- [PROBLEM TO SOLVE]: Return each line in the records below that contains the word "panel", copied without any change.

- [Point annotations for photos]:
******************************
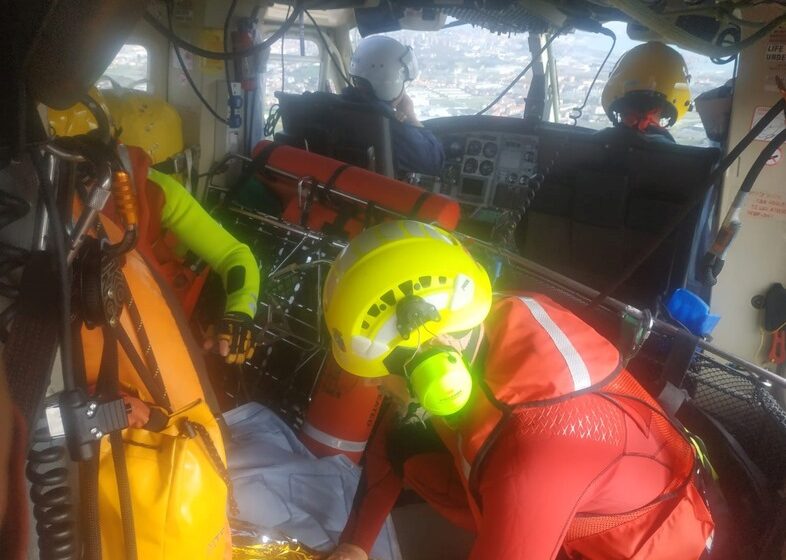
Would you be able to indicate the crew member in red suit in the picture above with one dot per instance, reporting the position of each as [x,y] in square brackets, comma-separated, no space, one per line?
[546,442]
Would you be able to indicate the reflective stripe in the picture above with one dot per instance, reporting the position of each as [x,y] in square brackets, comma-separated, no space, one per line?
[576,366]
[466,468]
[332,441]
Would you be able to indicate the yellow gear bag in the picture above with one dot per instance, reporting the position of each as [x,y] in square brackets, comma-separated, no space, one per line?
[178,492]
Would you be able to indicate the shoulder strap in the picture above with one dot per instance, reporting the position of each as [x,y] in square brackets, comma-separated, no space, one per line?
[108,380]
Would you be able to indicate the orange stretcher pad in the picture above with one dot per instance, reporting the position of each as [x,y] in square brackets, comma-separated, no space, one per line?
[325,210]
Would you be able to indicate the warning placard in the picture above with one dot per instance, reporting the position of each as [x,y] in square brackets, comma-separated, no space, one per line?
[776,125]
[775,58]
[766,205]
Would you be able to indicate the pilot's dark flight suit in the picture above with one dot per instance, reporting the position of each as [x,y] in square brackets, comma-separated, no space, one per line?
[414,149]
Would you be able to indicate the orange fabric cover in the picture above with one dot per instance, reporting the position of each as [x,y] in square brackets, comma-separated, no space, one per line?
[383,192]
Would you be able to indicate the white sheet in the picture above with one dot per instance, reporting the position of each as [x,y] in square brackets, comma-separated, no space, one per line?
[279,484]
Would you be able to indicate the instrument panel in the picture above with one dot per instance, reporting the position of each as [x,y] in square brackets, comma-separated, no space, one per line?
[489,169]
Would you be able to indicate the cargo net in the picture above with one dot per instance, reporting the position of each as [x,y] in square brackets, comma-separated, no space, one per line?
[746,408]
[292,344]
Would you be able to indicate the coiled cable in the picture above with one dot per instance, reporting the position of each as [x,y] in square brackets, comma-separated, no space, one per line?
[51,497]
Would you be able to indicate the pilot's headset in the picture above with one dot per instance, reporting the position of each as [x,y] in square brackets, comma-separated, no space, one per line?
[385,65]
[394,288]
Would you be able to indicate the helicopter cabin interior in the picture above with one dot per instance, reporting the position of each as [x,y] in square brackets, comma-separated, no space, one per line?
[546,193]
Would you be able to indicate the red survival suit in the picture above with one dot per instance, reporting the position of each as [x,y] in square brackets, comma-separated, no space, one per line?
[562,448]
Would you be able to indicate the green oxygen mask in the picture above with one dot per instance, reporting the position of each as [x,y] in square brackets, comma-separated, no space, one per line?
[440,380]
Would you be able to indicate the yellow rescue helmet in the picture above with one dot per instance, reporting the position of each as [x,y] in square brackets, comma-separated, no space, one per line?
[77,119]
[146,121]
[648,72]
[399,284]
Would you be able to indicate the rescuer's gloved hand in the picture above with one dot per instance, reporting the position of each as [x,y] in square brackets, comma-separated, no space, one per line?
[234,335]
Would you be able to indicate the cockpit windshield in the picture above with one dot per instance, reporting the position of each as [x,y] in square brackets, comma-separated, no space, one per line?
[463,68]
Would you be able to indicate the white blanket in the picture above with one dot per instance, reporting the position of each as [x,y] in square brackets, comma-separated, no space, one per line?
[279,484]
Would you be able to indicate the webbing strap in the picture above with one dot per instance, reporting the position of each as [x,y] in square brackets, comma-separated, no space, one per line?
[29,353]
[108,381]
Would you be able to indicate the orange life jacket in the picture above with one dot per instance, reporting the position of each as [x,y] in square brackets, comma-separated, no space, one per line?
[156,244]
[538,354]
[183,372]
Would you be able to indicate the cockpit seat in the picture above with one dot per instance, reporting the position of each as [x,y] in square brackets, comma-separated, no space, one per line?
[607,197]
[355,133]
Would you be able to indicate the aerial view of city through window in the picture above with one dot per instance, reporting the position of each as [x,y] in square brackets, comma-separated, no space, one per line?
[462,69]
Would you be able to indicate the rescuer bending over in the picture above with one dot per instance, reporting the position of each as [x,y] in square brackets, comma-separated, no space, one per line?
[380,68]
[543,440]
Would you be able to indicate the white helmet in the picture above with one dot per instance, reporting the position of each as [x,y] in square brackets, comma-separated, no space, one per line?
[385,64]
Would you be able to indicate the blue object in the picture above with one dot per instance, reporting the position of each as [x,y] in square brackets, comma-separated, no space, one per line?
[690,310]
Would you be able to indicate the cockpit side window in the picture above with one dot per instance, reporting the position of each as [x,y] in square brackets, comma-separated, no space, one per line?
[578,56]
[129,69]
[292,69]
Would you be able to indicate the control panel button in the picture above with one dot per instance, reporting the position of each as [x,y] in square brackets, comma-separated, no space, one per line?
[490,149]
[474,147]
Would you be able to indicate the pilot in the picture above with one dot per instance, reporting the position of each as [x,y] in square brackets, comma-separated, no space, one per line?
[172,222]
[380,68]
[547,442]
[648,90]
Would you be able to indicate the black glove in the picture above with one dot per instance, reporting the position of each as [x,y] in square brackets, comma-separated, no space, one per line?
[235,337]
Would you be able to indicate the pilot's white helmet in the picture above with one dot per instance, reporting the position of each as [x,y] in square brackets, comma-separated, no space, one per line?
[385,64]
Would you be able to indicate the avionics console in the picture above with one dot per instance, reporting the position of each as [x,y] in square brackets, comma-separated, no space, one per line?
[486,169]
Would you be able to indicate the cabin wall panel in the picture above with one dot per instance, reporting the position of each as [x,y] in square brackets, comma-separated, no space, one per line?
[758,256]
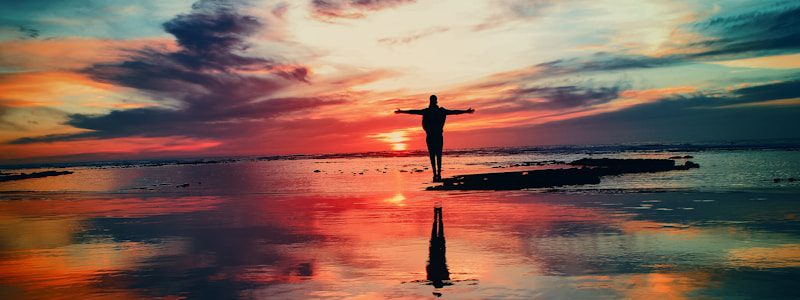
******************************
- [CORRECT OUTPUT]:
Would you be able to indicate the instrument panel in the picture above with one dot per instance, reporting the position of each as [x,y] in square brackets, comma-separated, no space, one per line?
Would you be able to indicate the control panel button in the picture above with one dot per instance, reporting the position of each as [x,y] in square brackets, comma-separated, no space, one per line?
Would you be able to indicate the cabin wall panel in the picture above with one dot per instance, reporting the position of each as [x,y] in square brackets, comma-separated, no space, one per line?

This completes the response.